__Written task__
Copy out the listing below, putting "place one marker" wherever "put one pin" appears and keeping every other word as it is.

__Task input__

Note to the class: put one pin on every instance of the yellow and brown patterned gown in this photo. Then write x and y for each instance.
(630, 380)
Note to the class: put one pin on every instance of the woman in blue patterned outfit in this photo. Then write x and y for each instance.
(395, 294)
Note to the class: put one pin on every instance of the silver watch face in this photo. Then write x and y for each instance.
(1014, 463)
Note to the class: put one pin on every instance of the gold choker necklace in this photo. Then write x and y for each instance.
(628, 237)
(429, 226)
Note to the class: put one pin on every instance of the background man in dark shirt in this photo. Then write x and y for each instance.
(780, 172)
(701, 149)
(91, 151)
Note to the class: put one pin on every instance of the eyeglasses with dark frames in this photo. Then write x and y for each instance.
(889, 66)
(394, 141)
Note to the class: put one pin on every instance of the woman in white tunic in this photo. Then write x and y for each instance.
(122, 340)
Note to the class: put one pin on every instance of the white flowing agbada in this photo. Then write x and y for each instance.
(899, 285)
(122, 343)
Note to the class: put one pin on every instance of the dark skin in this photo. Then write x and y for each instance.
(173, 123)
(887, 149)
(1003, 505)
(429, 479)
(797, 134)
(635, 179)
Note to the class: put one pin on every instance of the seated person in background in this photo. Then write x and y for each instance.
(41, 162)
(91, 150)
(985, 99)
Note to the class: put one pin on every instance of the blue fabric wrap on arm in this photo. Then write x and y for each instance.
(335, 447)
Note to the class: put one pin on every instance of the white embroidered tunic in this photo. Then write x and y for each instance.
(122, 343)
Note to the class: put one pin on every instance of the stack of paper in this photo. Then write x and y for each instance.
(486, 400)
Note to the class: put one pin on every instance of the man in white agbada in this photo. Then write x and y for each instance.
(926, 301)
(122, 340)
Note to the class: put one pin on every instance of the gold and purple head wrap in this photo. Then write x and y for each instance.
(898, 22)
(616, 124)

__Expected answer__
Note to the class: place one marker on every instance of the yellow and brown patterned gown in this photo. Then write x and y for each instance.
(630, 380)
Note to the class: place one marker on every instance of the woman in blue patterned outfit in this photo. Then write x and y for each instance.
(395, 294)
Note to the class: place one marker on every instance of the silver watch face in this photo. Then write x and y for each instance.
(1014, 463)
Note to the class: place one marker on every instance of the gold choker necklace in this photo. Then write x and y for each instance.
(628, 237)
(429, 226)
Note to the class: place one marker on every instance of the background man in dark shirt in this photo. Then write x and y for each instance.
(780, 172)
(701, 149)
(91, 151)
Note to the class: place one marker on every instance of the eyeglasses with dark frames in this photo. Then write x and y for each instance.
(889, 66)
(394, 141)
Note to the class: place one marker on every instance of the woman in white tunic in this photo. Then write x and y for each instance.
(122, 340)
Note to the class: place one marker on every instance of the white flowing agbada in this photo. Then write x and y for each instance.
(899, 285)
(122, 343)
Note to the class: place one marker on every instance of the dark skin in this photo. Then write x and y for each instance.
(173, 123)
(887, 149)
(1003, 505)
(429, 479)
(797, 134)
(635, 179)
Note to the class: place one marker on every instance of the seated person in background in this photo. Then write x and y for each instance.
(41, 162)
(91, 150)
(985, 99)
Note to the class: place one marker on every instance of the blue fabric wrap on arm in this photo. Then write x and y for each instance.
(335, 447)
Note to the class: place one marker on every instance of the white embroidered tunic in this photo. Then write x and y for each instance.
(122, 343)
Note to the class: place one marker on every instance of the stack of paper in this photo. Then write x and y for each instance.
(486, 400)
Note to the class: place one marker on every instance of the man in white agbada in this photo. Then write x and y for each instance.
(926, 301)
(122, 340)
Note to the class: place one marker on every instance of the gold and purple head wrap in this photo. Then write x and y for each instance.
(898, 22)
(616, 124)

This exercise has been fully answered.